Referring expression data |
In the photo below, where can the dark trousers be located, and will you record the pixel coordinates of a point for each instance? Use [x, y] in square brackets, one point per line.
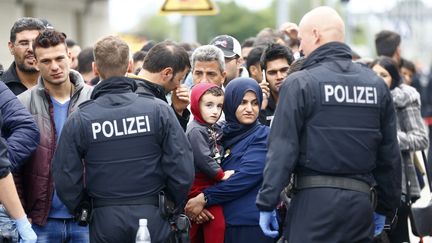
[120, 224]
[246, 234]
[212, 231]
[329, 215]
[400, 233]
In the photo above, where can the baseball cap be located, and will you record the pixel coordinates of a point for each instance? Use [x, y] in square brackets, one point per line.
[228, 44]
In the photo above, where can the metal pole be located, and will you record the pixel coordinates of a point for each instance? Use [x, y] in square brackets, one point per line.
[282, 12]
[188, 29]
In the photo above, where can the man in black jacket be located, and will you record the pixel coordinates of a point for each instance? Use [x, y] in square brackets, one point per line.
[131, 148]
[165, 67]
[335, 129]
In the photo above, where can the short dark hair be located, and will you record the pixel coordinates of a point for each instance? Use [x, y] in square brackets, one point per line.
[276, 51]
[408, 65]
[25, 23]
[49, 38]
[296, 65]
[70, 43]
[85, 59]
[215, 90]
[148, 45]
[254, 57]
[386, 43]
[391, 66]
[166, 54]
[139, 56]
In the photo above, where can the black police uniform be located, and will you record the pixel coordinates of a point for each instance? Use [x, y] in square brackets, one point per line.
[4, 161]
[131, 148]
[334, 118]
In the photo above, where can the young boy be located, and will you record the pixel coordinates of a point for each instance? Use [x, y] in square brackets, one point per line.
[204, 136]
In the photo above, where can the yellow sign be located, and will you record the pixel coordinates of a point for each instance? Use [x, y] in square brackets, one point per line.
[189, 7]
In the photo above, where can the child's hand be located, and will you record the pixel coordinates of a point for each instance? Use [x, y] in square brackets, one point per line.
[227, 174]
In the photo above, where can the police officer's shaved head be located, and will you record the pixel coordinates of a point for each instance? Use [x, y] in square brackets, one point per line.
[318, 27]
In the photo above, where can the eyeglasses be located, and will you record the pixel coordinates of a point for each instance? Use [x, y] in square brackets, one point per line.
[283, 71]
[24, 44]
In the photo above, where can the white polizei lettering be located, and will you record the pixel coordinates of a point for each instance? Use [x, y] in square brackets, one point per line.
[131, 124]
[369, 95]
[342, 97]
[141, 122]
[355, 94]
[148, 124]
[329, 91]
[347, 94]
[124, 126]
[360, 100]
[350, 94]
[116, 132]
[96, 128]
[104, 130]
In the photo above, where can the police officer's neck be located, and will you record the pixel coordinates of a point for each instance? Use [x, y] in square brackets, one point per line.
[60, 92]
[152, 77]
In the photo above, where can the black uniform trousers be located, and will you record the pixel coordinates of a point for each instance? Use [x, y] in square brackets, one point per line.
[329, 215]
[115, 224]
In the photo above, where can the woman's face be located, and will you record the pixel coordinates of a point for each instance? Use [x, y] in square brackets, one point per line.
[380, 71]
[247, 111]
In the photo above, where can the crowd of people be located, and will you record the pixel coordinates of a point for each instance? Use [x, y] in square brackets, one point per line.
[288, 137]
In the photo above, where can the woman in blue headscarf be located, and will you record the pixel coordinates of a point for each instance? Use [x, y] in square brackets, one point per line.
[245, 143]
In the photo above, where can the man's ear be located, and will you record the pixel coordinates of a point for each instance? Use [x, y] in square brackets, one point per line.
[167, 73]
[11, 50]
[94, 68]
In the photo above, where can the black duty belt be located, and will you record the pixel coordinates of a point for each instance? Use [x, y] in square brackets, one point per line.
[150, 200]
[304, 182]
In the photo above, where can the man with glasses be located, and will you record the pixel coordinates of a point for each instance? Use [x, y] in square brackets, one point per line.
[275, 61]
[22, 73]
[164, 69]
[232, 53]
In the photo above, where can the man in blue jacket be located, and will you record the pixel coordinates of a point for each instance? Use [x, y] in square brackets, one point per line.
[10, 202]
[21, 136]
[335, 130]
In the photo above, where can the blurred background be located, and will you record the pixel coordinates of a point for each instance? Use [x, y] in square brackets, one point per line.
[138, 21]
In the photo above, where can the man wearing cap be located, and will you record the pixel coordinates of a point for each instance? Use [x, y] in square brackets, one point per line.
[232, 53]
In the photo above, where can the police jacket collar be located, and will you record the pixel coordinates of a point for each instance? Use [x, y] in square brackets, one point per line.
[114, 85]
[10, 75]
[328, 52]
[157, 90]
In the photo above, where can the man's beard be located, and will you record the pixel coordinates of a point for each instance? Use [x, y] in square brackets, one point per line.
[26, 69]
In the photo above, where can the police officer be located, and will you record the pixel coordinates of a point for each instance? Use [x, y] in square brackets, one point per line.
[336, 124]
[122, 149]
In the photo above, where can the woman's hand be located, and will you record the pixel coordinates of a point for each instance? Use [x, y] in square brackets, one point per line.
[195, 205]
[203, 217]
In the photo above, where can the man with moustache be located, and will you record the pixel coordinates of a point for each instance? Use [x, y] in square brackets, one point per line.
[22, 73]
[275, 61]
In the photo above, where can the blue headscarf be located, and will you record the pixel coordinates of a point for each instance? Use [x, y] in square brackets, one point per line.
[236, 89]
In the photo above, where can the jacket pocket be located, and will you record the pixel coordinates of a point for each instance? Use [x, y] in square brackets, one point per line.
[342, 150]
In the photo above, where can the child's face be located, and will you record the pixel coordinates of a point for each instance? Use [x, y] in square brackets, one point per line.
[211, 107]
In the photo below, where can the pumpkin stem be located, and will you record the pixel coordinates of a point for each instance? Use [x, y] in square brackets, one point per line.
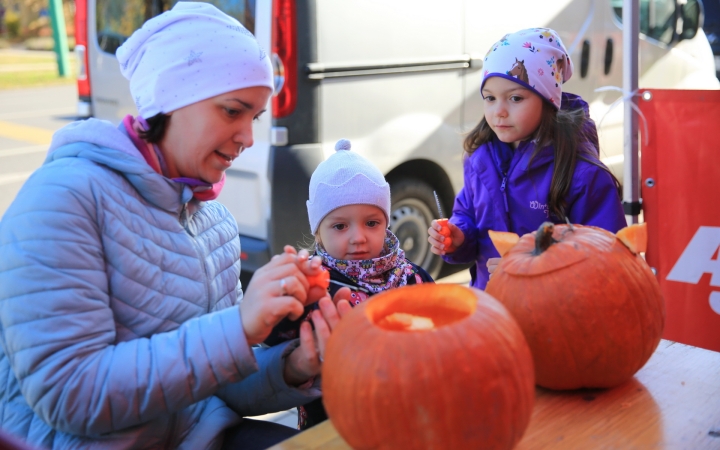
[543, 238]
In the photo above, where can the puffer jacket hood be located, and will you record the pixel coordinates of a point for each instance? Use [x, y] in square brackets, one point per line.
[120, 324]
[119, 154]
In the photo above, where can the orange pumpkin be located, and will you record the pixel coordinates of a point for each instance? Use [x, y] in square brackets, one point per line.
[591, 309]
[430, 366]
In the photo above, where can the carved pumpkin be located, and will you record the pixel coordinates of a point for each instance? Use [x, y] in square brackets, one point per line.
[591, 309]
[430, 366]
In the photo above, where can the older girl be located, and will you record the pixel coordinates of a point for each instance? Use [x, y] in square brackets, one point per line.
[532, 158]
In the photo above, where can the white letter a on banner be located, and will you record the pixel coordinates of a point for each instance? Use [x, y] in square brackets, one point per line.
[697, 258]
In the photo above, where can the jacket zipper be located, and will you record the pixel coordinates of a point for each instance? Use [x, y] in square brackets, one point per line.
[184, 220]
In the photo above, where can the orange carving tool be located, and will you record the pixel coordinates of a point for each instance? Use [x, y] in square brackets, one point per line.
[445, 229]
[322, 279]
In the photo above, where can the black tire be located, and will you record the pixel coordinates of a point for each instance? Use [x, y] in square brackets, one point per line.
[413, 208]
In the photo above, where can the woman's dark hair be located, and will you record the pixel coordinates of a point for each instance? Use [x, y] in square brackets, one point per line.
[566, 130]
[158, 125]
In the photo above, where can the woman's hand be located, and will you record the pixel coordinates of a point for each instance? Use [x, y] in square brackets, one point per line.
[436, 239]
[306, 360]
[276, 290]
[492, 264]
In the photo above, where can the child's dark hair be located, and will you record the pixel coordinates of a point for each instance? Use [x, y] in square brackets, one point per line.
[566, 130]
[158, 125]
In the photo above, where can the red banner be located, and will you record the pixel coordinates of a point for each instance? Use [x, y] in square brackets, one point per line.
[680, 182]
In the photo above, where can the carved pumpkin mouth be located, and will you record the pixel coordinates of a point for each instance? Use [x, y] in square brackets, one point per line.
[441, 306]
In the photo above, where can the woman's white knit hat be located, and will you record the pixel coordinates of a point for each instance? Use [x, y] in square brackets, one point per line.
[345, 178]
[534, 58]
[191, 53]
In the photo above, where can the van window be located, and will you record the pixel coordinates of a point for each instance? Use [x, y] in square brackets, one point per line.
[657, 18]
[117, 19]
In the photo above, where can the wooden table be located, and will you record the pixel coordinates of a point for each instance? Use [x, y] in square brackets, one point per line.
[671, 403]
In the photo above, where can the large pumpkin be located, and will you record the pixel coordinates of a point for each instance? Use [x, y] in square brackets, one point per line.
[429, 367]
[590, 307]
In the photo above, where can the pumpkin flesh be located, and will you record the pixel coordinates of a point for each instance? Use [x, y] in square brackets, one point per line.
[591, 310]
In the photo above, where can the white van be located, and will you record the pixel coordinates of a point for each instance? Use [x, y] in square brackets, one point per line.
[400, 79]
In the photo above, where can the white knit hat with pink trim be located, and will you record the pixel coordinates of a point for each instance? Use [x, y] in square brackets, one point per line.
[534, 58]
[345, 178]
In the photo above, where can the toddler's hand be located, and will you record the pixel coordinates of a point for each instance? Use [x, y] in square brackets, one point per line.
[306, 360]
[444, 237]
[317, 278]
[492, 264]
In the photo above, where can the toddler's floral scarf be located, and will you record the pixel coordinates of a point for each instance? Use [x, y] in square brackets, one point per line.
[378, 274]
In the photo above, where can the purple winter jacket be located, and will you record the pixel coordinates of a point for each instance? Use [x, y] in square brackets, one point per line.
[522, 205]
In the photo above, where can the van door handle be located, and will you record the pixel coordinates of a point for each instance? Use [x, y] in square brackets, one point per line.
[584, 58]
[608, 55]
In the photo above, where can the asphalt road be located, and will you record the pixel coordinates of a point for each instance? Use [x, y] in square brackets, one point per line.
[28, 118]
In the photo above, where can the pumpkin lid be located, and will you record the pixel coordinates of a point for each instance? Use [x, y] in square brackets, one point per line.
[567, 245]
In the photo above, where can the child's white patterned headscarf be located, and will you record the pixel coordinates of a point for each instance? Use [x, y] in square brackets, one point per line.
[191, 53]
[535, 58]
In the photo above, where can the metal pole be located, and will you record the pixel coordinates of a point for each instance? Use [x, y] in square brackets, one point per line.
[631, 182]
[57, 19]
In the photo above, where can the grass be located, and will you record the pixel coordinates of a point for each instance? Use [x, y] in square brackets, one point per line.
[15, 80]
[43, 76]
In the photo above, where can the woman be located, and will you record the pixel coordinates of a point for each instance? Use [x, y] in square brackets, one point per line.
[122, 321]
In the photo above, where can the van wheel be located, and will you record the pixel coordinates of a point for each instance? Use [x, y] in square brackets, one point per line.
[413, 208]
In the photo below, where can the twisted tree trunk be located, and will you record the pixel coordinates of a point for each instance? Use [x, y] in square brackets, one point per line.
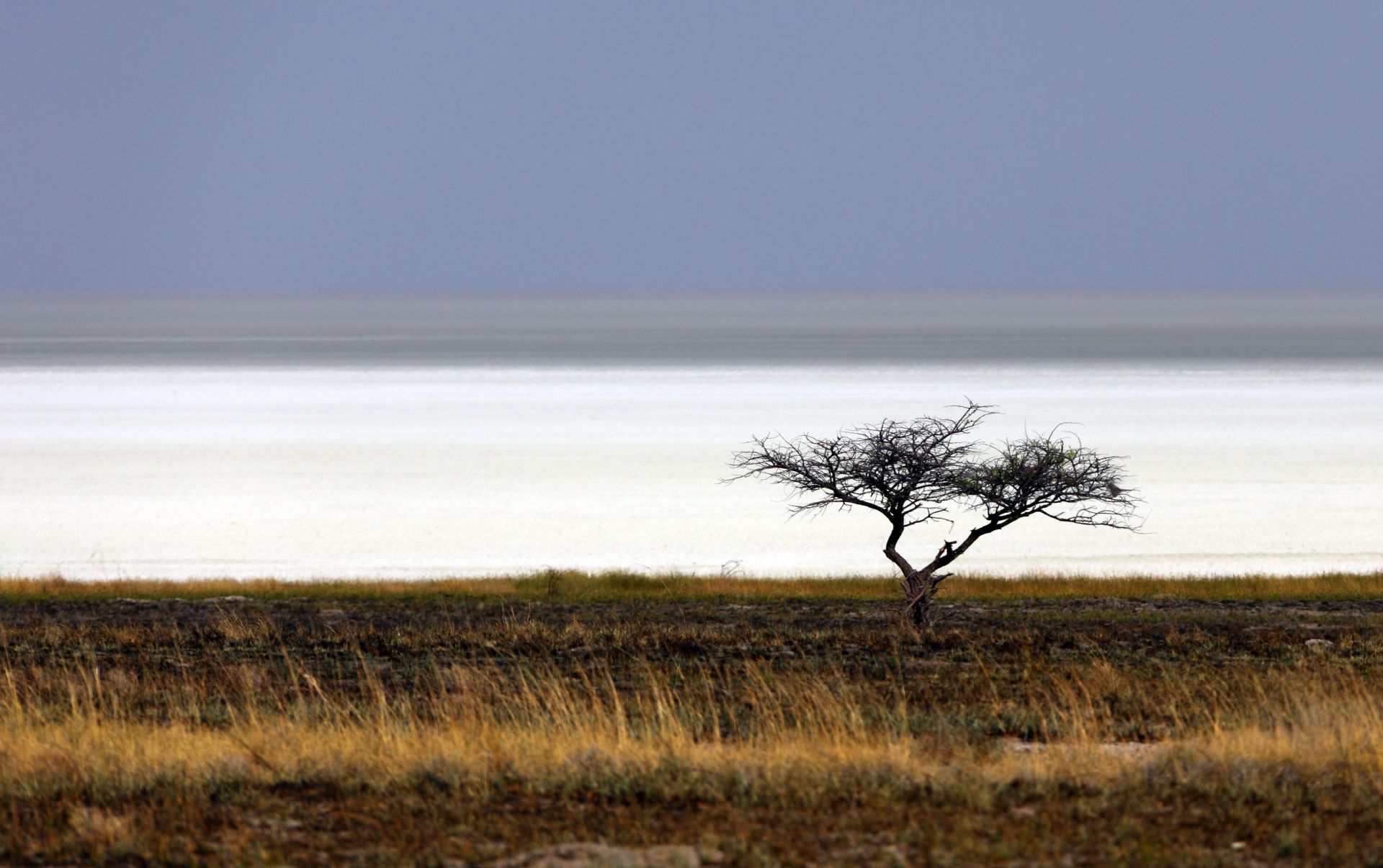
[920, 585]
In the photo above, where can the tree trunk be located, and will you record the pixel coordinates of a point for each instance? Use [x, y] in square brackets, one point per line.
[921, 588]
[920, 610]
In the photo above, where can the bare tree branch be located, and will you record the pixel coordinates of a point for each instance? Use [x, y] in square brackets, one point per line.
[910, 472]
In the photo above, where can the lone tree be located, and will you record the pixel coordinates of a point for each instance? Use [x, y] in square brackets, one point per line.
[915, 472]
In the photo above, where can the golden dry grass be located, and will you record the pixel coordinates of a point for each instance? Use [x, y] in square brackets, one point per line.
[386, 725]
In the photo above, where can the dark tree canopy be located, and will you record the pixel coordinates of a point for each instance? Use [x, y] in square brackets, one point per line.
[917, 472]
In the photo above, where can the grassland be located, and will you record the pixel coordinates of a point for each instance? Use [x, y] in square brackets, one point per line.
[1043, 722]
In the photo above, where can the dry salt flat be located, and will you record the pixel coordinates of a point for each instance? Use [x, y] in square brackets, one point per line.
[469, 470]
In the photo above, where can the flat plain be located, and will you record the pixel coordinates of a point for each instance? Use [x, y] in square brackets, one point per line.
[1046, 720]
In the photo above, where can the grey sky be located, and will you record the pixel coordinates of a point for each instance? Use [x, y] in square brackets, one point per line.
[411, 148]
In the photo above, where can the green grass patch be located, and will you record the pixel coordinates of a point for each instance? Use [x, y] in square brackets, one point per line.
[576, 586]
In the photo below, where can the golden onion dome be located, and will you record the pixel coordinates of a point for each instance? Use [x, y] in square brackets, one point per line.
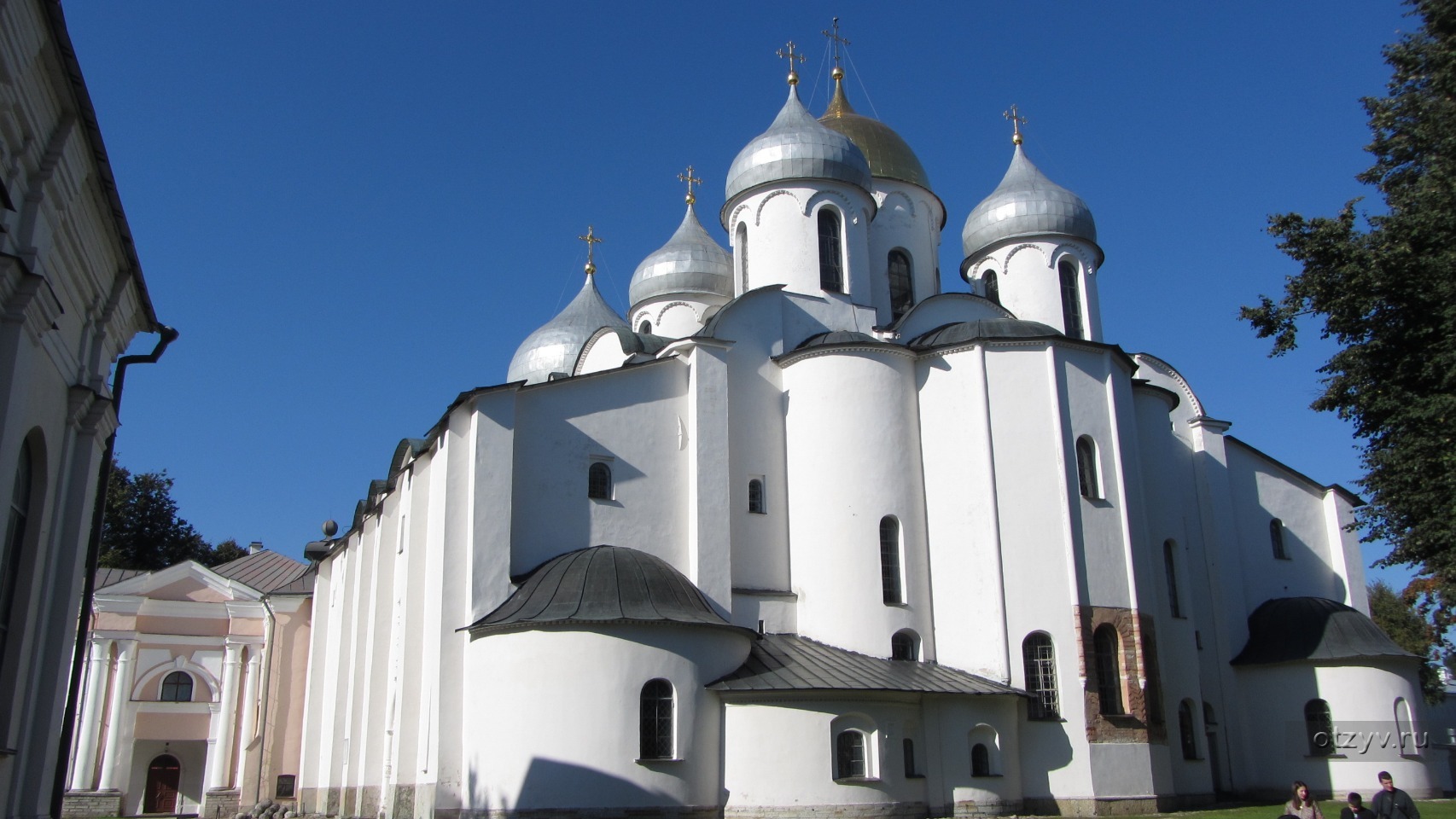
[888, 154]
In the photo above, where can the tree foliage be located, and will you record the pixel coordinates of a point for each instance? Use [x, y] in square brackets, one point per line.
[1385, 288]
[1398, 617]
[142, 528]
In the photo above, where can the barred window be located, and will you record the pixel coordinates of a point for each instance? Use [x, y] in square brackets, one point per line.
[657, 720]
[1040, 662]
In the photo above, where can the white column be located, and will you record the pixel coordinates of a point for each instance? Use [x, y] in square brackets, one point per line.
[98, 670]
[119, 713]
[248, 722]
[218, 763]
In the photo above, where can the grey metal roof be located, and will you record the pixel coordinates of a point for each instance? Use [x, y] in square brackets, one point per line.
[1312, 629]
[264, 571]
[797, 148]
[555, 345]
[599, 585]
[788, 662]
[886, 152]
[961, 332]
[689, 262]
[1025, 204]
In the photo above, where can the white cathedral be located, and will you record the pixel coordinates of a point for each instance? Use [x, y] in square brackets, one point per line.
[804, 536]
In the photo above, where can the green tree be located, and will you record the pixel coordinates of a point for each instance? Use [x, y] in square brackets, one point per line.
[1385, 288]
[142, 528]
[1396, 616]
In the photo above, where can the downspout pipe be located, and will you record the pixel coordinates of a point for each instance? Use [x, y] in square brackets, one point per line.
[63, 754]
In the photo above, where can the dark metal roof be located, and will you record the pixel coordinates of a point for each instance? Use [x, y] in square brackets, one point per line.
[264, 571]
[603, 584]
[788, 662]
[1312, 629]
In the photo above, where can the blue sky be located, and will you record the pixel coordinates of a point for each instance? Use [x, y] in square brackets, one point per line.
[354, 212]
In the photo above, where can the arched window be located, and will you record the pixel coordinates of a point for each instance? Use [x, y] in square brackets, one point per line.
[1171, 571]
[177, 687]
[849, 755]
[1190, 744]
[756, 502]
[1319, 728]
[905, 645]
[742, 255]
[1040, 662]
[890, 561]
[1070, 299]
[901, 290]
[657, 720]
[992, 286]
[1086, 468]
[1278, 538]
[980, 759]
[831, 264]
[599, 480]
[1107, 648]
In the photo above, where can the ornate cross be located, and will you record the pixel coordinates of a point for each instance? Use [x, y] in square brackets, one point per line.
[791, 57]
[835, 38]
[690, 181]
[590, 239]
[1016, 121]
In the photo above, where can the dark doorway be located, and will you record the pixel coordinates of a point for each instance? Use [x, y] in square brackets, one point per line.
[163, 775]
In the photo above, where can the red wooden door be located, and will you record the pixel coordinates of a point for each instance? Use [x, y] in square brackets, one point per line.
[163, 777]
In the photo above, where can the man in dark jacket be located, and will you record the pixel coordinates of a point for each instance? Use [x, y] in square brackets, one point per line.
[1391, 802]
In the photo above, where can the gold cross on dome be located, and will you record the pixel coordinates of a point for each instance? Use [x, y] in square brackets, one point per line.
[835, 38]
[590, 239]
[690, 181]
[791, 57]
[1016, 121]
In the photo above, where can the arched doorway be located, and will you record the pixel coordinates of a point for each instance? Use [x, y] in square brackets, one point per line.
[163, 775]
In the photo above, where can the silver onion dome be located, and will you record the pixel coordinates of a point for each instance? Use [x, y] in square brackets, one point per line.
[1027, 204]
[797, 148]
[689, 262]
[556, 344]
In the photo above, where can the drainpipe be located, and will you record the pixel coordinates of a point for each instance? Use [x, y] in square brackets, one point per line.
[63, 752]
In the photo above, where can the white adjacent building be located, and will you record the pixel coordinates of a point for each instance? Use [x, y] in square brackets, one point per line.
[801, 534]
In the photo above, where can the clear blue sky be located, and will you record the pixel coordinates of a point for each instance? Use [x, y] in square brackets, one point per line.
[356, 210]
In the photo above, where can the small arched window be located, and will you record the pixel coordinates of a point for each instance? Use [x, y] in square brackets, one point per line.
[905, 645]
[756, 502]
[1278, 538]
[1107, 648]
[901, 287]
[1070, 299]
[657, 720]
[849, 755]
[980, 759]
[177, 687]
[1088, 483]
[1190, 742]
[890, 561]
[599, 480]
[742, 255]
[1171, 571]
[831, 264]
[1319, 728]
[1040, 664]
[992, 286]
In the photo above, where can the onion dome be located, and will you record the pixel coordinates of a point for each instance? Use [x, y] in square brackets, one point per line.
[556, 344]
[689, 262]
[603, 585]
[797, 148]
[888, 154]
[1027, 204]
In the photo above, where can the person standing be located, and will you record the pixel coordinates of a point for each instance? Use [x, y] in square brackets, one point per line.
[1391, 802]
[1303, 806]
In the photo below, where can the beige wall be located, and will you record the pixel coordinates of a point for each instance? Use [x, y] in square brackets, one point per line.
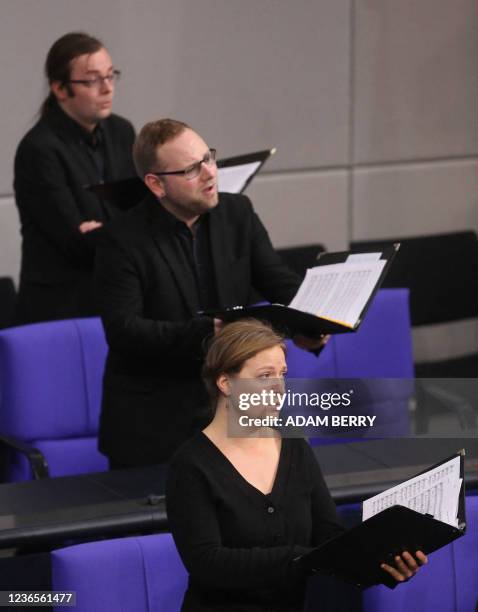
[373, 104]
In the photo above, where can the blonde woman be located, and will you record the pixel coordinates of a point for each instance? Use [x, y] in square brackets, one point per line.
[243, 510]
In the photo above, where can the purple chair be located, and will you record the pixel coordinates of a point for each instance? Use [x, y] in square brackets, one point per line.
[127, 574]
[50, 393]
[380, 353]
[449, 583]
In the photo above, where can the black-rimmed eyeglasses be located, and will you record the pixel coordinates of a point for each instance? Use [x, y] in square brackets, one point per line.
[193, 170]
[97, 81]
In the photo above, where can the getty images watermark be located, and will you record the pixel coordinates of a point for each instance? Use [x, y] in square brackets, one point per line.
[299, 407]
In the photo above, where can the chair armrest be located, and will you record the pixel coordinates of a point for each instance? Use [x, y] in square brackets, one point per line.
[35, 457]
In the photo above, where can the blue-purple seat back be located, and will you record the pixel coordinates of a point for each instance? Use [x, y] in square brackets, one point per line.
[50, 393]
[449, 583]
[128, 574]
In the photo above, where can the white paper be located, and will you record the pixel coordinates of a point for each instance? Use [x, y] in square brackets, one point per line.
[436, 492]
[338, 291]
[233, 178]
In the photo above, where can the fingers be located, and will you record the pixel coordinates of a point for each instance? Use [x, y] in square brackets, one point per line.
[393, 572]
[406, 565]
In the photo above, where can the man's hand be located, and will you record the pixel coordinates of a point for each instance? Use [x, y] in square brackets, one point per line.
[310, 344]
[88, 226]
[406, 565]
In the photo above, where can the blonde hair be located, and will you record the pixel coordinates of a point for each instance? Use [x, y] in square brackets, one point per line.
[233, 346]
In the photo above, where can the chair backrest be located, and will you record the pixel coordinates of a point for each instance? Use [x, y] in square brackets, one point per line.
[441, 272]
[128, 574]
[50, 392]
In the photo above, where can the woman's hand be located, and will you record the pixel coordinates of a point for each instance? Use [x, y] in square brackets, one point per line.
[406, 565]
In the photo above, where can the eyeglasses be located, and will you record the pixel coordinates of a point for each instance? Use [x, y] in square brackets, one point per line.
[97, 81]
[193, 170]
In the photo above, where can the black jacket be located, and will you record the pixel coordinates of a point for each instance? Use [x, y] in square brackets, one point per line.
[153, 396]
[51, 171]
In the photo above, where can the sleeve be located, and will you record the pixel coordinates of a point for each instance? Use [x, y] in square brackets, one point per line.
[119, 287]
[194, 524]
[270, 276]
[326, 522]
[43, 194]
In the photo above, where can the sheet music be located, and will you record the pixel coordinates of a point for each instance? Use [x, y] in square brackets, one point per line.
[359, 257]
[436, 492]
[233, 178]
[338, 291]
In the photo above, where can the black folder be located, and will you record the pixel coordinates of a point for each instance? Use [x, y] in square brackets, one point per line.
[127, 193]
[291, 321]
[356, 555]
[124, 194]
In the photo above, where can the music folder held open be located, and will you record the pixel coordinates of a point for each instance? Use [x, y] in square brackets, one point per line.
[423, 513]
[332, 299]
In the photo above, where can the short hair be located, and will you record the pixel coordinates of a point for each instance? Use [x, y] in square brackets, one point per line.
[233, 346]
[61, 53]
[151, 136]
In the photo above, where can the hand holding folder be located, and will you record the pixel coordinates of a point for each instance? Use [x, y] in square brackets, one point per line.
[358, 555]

Task directions | Word for word, restate the lines from the one holding "In the photo above, where can the hand" to the last line of the records.

Reply to the task |
In the photo above, where can the hand holding folder be located, and will you record the pixel coordinates of a point for each instance? Use [x, y] in square brackets, one point per line.
[358, 555]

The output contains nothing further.